____ TASK INPUTS

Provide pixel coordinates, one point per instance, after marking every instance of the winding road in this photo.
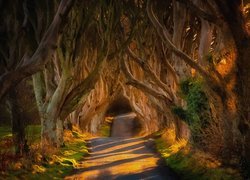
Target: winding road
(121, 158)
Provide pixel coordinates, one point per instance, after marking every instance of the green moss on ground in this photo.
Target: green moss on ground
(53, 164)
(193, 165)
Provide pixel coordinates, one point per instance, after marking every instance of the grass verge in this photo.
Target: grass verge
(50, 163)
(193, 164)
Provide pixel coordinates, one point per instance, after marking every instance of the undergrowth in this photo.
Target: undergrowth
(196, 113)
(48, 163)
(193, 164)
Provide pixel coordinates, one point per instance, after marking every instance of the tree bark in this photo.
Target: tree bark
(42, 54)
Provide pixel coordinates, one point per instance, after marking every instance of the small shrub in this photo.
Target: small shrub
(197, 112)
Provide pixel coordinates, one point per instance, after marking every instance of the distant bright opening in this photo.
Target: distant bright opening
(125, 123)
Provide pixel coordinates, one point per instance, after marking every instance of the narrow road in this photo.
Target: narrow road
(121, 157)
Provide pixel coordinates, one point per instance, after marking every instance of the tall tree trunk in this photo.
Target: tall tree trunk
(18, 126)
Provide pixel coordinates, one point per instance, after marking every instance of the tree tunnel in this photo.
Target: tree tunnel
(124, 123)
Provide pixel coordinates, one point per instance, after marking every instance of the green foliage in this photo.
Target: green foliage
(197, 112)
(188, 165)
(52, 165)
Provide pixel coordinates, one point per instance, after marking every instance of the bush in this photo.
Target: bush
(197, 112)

________
____ TASK INPUTS

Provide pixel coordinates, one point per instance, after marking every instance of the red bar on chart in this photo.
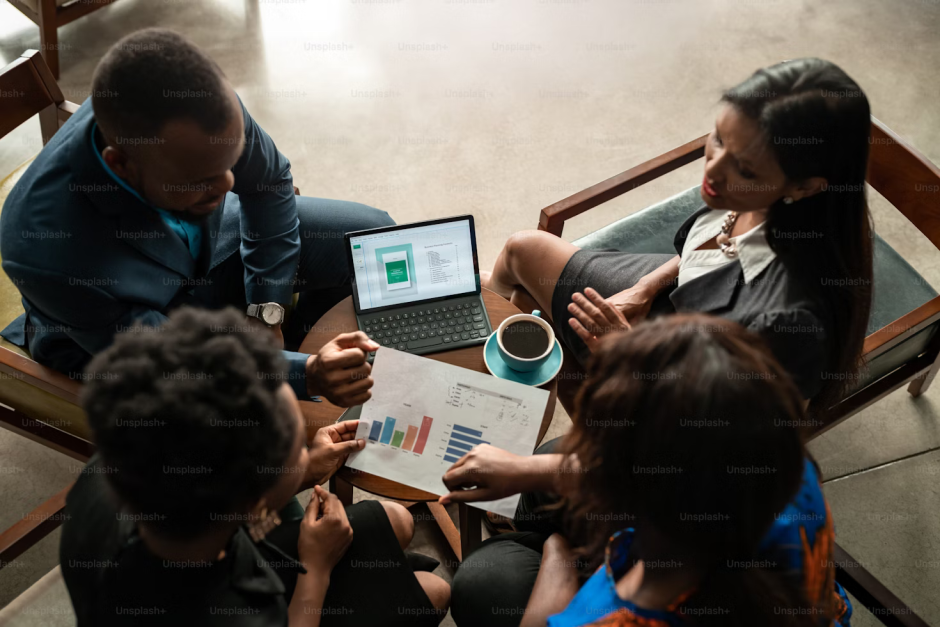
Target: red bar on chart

________
____ TASK INPUTS

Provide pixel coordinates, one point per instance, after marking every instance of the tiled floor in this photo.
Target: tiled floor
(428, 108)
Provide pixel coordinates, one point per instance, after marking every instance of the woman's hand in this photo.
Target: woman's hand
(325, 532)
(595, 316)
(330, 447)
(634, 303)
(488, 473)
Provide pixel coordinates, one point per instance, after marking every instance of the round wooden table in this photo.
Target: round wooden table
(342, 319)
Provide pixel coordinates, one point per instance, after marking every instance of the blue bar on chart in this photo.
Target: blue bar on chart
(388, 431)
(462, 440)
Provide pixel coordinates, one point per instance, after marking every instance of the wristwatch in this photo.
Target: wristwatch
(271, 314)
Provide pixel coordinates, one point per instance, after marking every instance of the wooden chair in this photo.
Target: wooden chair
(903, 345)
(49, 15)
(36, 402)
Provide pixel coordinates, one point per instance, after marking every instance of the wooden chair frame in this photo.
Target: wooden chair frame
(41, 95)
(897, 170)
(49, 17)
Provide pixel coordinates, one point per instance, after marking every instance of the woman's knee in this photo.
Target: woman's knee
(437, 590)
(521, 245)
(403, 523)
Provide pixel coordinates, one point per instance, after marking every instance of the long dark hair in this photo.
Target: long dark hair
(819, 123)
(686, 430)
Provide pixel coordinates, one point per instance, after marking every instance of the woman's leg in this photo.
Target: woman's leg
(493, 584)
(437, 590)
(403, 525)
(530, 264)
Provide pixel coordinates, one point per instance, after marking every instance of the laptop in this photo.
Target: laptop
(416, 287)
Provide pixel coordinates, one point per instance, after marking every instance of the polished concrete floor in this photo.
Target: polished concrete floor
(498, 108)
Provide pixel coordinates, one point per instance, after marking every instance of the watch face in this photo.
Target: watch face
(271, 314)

________

PROBLEM TO WORK ON: Identify every row above that contains the word "wooden", and copy each such row in full. Matching is case-sensitive.

FINISHED EXERCISE:
Provide pixel coordinates, one point per instance, after marking every instance of the round wooden table in this photo.
Target: round wooden table
Provide pixel coordinates, one point per instance, after marking every instance of the wooden chair in this photo.
Target: wooden chair
Provide pixel coordinates, one point per instance, after marking every instance of the wooden chair frame in this photo.
Target: wooden chair frame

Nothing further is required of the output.